-- start PROVIDED ENTRIES --

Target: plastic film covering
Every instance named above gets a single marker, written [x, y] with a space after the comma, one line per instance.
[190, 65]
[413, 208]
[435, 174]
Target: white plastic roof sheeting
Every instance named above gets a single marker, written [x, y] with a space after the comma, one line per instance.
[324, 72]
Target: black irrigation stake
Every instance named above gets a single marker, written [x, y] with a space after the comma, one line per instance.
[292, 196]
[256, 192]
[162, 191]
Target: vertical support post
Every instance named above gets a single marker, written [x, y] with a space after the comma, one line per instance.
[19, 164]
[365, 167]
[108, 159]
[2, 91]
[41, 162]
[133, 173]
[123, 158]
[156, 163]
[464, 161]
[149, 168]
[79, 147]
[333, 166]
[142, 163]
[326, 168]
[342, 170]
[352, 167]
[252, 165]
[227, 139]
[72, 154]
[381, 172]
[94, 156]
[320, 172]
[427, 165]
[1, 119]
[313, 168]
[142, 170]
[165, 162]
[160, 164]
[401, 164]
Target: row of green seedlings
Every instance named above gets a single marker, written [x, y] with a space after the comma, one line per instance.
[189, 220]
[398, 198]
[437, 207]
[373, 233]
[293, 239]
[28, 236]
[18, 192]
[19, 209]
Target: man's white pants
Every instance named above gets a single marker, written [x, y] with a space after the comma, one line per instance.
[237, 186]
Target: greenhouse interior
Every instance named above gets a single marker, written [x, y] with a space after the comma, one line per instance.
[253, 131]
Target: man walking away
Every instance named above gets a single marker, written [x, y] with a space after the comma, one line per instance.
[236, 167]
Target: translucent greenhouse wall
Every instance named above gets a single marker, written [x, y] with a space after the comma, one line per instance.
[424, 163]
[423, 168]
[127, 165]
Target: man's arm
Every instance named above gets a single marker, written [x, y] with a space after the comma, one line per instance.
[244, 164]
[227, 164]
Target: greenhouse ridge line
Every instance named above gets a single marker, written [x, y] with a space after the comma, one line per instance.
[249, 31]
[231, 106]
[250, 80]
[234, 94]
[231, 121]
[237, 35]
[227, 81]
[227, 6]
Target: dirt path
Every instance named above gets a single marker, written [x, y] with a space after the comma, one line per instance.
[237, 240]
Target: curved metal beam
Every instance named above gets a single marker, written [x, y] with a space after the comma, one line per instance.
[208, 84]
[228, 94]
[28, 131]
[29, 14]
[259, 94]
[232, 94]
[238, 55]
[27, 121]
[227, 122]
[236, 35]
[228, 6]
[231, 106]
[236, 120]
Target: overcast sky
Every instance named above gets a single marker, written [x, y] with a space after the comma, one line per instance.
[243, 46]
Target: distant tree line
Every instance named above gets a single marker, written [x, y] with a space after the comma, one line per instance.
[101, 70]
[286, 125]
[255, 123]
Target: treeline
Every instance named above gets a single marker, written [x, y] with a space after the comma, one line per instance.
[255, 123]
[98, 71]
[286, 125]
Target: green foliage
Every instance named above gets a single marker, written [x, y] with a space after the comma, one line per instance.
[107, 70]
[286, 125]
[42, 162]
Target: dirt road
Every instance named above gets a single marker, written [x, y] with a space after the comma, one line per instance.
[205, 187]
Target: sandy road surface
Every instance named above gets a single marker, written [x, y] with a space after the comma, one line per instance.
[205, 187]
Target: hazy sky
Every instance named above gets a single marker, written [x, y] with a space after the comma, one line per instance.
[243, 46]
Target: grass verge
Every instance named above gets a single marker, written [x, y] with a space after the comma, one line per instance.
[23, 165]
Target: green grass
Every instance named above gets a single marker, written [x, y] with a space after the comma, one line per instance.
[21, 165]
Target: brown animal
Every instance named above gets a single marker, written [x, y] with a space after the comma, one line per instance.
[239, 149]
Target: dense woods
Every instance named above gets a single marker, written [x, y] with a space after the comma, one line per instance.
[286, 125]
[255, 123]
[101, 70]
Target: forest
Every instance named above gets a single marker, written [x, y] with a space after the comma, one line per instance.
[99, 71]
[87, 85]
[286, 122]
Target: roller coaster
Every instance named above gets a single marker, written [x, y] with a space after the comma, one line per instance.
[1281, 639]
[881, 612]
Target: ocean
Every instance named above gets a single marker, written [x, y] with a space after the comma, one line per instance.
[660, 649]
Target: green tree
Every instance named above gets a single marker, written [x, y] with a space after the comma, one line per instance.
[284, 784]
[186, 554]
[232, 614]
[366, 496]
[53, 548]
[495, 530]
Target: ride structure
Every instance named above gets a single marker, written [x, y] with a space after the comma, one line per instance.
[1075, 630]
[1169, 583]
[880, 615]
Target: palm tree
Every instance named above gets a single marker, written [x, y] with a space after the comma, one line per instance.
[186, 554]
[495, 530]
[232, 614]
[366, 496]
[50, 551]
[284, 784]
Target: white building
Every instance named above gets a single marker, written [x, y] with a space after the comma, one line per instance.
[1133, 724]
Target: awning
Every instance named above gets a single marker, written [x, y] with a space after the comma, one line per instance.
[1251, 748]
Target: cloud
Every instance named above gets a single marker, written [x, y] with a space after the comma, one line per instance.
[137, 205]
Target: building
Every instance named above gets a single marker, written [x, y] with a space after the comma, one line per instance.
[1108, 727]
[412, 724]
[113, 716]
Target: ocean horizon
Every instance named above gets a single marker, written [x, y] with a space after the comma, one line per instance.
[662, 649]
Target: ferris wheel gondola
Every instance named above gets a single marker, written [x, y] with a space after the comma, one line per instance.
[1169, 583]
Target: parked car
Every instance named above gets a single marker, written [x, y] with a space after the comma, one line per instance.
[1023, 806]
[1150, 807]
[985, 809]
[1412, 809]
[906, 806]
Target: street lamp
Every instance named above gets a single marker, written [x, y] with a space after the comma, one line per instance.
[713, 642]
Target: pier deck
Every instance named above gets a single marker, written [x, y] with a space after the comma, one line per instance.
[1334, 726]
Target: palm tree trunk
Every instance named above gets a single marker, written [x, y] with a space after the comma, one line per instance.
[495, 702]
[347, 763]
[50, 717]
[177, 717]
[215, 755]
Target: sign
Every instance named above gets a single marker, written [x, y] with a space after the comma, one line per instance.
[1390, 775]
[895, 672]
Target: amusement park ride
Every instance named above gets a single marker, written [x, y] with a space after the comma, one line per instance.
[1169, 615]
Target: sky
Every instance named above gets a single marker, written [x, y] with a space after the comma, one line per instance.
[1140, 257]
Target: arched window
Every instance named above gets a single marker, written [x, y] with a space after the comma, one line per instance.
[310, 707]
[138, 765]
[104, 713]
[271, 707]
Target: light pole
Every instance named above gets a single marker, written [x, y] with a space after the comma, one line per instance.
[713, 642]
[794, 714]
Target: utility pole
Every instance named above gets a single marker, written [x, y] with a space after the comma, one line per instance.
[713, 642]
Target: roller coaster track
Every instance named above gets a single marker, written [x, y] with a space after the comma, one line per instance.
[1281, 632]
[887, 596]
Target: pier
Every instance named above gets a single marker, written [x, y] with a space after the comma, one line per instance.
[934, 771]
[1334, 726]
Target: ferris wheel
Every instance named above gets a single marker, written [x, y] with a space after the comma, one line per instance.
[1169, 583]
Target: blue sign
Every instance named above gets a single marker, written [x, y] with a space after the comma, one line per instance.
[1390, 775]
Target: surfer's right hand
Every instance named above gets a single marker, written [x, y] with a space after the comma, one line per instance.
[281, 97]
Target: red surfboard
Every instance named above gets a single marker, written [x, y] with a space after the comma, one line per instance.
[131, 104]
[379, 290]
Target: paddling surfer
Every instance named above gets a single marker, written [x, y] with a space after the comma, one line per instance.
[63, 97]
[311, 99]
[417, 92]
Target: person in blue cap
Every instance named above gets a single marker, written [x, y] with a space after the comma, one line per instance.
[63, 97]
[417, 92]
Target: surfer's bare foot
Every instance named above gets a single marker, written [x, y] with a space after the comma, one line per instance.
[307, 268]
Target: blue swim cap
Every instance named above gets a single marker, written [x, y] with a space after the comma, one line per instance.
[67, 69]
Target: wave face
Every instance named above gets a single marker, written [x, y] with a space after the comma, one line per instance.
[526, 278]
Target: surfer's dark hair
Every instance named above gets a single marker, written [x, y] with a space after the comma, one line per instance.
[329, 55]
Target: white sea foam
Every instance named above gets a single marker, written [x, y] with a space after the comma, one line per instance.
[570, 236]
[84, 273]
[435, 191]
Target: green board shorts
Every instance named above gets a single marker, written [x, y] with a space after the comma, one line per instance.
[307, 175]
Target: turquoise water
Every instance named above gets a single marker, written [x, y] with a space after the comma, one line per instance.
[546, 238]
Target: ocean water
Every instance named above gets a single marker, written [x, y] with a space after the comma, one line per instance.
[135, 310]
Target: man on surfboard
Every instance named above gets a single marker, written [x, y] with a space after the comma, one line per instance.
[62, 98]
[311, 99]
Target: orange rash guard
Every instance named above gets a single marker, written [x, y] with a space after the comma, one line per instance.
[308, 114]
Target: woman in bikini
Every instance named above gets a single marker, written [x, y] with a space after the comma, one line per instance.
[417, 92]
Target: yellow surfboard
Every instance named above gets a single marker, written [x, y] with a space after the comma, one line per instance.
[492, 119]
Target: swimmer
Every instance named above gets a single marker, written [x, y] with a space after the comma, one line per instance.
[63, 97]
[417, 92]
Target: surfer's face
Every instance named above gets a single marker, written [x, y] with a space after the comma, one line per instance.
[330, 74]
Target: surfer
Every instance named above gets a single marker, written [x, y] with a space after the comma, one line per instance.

-- end PROVIDED ENTRIES --

Quote exactly what appears from the line containing "Target: yellow surfboard" through the final line of the listing above, including both of those lines.

• _EXERCISE OUTPUT_
Target: yellow surfboard
Every instance named above gets a single marker, written [x, y] with a space after the comma, one line per instance.
[492, 119]
Target: swimmer
Every instance named above gets a single marker, written [x, y] with a space after the comma, one line per instance.
[63, 97]
[417, 92]
Target: surfer's face
Every instance named above gets a single marker, written [x, y] with a space after the comma, one line per instance.
[330, 74]
Target: surfer
Every instance named above gets a single marker, written [x, y] with a space after the comma, one line per instance.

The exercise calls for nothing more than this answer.